SOURCE EXTRACT ::

Even if DNA was tested on some animals to try to distinguish individuals from other Latin subspecies, you would STILL need many prime examples of these snakes to begin with, as well as many, many subjects.
To begin this grand task, you would have to start out with individuals within their known range that had "ideal" meristical characteristics first to begin with, or you would just be testing a generic milksnake that could have come from anywhere, or have any amount of other genetic influence(s). This would have to be done with MANY snakes from MANY different ranges.
These differences from many ranges with many different specimens are things Kenneth Williams already did. He also explains variation, and goes on in great detail describing suspected intergrades, and with WHAT subspecies of snakes, as well as WHY they are believed to be intergrades with what subspecies.

Source data
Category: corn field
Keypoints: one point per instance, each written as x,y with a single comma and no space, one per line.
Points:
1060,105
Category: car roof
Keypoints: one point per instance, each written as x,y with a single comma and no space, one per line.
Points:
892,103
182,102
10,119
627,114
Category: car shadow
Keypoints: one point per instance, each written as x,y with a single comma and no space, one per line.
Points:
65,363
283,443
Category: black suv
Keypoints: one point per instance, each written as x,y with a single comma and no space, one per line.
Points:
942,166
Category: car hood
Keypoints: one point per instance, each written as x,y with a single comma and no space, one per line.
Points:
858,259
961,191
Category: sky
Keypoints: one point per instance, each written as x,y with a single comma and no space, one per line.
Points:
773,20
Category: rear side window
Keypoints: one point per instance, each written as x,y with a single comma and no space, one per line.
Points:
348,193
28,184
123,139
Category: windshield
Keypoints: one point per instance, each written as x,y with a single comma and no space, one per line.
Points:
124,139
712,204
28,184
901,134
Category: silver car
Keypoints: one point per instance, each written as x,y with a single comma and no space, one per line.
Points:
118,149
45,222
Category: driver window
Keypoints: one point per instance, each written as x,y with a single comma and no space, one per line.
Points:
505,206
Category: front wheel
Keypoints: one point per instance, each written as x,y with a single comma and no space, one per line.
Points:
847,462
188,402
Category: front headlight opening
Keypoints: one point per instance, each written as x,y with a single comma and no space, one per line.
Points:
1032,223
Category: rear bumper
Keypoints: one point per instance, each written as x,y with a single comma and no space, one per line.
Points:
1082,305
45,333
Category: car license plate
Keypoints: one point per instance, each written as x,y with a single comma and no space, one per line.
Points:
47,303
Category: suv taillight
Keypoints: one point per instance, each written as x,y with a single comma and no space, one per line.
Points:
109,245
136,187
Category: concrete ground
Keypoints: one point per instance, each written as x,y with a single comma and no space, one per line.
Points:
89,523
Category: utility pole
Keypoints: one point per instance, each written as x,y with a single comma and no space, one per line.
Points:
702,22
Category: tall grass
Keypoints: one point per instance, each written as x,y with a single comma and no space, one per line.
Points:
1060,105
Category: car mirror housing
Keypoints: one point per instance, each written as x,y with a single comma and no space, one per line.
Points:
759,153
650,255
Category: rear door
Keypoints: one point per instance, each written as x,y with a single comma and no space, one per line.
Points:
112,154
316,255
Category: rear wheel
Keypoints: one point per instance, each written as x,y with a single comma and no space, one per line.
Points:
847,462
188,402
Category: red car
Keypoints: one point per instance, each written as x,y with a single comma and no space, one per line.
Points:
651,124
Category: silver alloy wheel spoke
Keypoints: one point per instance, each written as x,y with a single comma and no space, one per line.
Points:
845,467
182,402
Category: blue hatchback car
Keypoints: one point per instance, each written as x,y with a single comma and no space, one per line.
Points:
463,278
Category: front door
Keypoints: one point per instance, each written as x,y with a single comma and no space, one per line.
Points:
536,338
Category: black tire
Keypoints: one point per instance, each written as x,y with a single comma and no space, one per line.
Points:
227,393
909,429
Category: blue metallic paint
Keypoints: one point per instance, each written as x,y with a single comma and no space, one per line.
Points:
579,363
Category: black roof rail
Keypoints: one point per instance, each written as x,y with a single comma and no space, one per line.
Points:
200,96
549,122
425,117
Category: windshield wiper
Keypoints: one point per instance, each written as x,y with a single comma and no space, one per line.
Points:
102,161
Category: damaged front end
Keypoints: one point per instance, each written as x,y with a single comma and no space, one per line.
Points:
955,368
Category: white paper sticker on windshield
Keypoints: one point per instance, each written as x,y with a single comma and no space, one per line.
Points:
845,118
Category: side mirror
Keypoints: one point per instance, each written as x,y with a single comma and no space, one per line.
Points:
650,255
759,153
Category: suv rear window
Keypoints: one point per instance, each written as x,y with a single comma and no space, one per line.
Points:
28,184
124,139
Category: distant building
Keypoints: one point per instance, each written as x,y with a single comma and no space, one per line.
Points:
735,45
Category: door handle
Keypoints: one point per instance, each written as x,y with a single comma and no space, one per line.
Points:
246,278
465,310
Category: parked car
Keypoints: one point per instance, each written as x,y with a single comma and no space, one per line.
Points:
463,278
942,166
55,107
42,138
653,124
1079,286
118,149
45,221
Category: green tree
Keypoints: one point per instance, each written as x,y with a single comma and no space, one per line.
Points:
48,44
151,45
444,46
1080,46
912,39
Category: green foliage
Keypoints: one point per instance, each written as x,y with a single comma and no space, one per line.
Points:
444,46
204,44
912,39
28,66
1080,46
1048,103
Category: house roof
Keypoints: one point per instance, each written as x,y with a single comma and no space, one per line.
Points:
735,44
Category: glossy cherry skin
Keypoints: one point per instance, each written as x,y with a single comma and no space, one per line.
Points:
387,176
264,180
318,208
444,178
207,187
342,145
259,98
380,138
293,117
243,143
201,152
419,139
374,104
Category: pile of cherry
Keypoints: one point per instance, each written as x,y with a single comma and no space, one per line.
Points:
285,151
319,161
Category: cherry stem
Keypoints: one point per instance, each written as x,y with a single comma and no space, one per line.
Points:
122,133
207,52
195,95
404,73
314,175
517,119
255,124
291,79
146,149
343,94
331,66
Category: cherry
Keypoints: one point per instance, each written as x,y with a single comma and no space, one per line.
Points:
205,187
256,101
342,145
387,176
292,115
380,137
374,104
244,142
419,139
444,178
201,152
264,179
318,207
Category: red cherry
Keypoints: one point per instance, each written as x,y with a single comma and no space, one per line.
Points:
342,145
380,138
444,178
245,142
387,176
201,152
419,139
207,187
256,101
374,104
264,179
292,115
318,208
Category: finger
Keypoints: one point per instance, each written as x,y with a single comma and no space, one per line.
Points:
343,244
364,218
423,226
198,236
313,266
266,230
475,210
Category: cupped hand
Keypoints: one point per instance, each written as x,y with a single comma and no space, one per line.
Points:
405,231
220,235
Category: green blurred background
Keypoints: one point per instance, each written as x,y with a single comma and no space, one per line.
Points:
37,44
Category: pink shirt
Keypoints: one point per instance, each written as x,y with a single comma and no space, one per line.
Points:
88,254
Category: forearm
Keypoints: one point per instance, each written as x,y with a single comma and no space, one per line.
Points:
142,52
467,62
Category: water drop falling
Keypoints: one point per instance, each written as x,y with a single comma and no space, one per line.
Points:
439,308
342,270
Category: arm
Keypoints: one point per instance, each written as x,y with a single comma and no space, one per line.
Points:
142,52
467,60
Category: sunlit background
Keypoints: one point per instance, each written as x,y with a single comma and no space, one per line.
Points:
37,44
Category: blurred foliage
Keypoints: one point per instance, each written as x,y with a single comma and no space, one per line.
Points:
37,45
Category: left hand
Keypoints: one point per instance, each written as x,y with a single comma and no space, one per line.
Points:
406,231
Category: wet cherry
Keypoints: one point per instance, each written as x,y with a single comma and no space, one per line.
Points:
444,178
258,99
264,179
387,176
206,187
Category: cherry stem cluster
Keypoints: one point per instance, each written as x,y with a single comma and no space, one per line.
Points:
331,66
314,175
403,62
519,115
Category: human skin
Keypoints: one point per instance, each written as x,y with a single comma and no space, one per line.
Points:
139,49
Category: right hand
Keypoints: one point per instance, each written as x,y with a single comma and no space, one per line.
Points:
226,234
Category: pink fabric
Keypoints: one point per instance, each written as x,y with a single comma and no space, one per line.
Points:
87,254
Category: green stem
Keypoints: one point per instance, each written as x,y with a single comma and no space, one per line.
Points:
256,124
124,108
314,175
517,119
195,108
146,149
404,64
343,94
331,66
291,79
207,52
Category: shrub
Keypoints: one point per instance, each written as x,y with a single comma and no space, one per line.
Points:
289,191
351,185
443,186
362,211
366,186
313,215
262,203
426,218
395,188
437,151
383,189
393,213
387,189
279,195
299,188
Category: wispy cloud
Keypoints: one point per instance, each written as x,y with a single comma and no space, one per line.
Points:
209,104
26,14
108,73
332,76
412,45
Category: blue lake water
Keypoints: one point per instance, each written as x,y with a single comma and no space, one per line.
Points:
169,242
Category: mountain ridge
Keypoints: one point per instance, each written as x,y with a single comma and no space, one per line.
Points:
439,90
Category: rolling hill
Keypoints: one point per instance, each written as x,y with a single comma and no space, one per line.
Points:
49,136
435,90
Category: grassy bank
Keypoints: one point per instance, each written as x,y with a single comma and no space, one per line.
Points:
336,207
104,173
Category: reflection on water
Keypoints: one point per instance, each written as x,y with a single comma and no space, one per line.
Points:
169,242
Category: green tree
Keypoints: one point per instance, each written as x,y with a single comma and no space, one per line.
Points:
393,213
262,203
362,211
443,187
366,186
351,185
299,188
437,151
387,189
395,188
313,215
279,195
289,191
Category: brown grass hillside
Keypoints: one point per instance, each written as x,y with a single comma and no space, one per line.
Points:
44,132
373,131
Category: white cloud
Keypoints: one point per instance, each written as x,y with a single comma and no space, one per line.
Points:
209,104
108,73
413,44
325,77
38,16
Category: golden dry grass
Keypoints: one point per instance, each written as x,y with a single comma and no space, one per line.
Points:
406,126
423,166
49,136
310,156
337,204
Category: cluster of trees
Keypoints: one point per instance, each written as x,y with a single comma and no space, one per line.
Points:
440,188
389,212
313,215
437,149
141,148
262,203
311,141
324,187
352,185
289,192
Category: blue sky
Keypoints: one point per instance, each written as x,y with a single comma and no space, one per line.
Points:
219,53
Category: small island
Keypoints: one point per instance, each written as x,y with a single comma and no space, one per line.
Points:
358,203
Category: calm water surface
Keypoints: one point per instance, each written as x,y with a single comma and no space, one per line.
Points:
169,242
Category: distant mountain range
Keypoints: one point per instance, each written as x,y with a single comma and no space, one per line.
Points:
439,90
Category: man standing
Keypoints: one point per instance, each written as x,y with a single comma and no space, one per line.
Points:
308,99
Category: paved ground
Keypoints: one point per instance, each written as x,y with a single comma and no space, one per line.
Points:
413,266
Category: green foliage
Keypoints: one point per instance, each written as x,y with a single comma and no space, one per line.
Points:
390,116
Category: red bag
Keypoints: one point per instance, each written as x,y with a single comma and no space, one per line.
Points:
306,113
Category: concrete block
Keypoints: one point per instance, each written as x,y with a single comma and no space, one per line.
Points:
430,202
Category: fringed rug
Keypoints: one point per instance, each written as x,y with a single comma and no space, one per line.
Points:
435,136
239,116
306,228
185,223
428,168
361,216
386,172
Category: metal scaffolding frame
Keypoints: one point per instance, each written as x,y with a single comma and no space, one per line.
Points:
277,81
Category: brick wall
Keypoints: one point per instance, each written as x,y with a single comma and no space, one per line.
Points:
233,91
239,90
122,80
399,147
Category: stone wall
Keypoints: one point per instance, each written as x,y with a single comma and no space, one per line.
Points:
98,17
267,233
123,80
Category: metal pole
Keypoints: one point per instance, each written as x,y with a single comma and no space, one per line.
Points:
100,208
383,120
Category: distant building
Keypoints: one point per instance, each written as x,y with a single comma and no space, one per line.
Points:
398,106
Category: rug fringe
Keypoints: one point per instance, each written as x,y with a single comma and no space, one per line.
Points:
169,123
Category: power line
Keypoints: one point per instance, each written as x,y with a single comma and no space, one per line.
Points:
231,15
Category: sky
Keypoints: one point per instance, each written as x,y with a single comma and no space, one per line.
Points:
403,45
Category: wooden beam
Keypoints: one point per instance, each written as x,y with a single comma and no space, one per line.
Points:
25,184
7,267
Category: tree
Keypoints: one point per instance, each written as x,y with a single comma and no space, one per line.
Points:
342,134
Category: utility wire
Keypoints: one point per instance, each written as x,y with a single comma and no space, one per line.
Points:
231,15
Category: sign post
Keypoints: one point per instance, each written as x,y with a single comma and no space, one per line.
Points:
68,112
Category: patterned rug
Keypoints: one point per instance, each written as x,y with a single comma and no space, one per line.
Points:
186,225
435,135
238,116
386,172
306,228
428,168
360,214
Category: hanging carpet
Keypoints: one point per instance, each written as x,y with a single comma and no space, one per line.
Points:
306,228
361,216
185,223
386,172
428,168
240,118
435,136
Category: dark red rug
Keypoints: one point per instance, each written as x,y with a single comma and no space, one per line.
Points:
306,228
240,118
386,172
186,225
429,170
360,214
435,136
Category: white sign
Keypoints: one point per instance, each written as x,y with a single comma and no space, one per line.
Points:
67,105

TASK DIRECTIONS ::
Please continue the passage on telling milksnake subspecies apart, starting after its last sentence.

RESPONSE BELOW ::
The main problem in the hobby is that not many people at all know what excellent examples of many of these different subspecies even look like, so when they have been mixed at different points over the course of many years by coutless people that couldn't tell a Sinaloan from an Andean Milksnake, it then becomes impossible to nail down with any certainty at all. For example, a tropical milksnake with 31 RBR(red body rings) that has extensive, heavily tipped scales and has a very broad, strait across snout band, that has heavily encroaching outer black rings(cross-overs) is NOT a hondurensis. Of course with all the morphs, much of this about the scale "tipping" wouldn't apply due to so many having greatly reduced, or no melanin at all.
One thing is certain,...all snakes with three colors and triads are not the same, nor are they all hondurensis. And when they're constantly mixed, they will tend to look somewhat similar as a whole, although some will certainly contain more or less of a percentage of any of these, and some will certainly look more "textbook" than others too and have extremely variable RBR counts, and any number of looks to their snout bands,.....does this make them ALL honurensis?......certainly it does not.
Please don't get me wrong, I love these snakes a great deal. and have owned and bred many of them, but for me to say they are absolutely 100% hondurensis would be a very far stretch knowing what I know about them.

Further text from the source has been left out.